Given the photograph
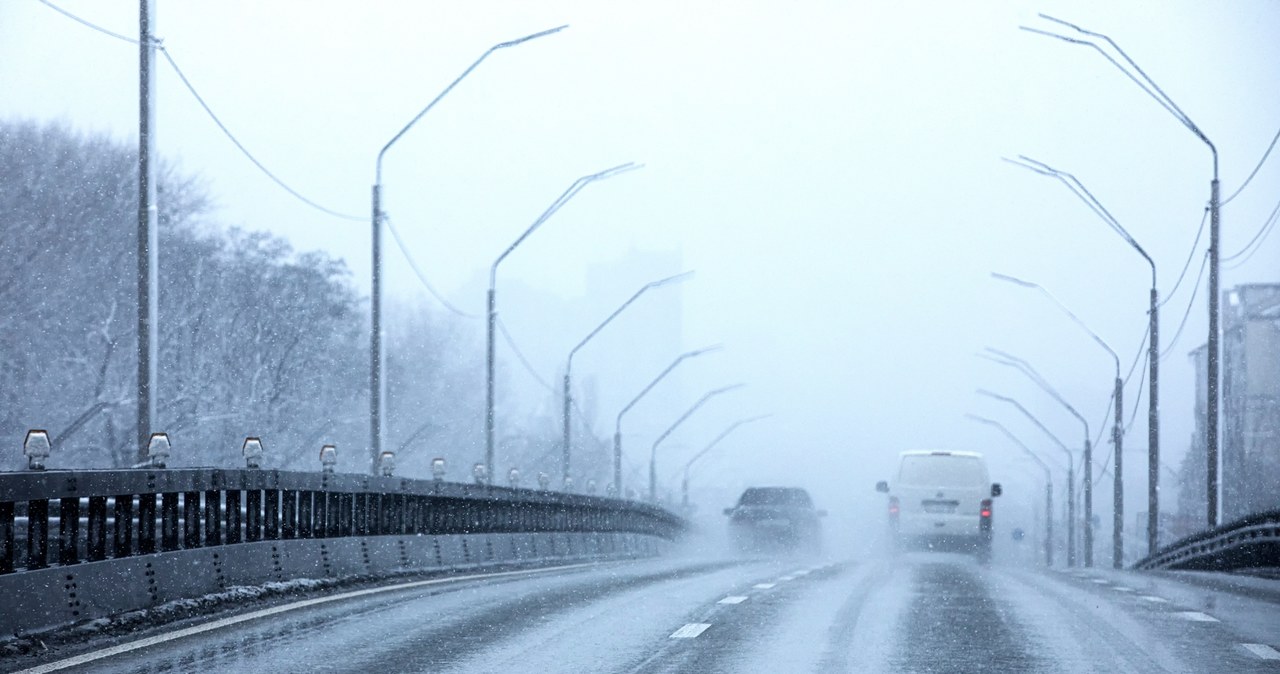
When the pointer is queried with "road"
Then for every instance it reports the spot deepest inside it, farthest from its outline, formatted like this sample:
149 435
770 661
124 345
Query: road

· · ·

▸ **WORK TO BE COMPLETED**:
Print every line above exactly as given, but not the pictures.

▸ **ANSWER SPACE**:
Given the photograph
When the pointer is queried with "road"
Then for every instance it reports the spot deepest inside it, farthest from its outline, formatted like this sample:
149 435
770 661
124 345
Query: road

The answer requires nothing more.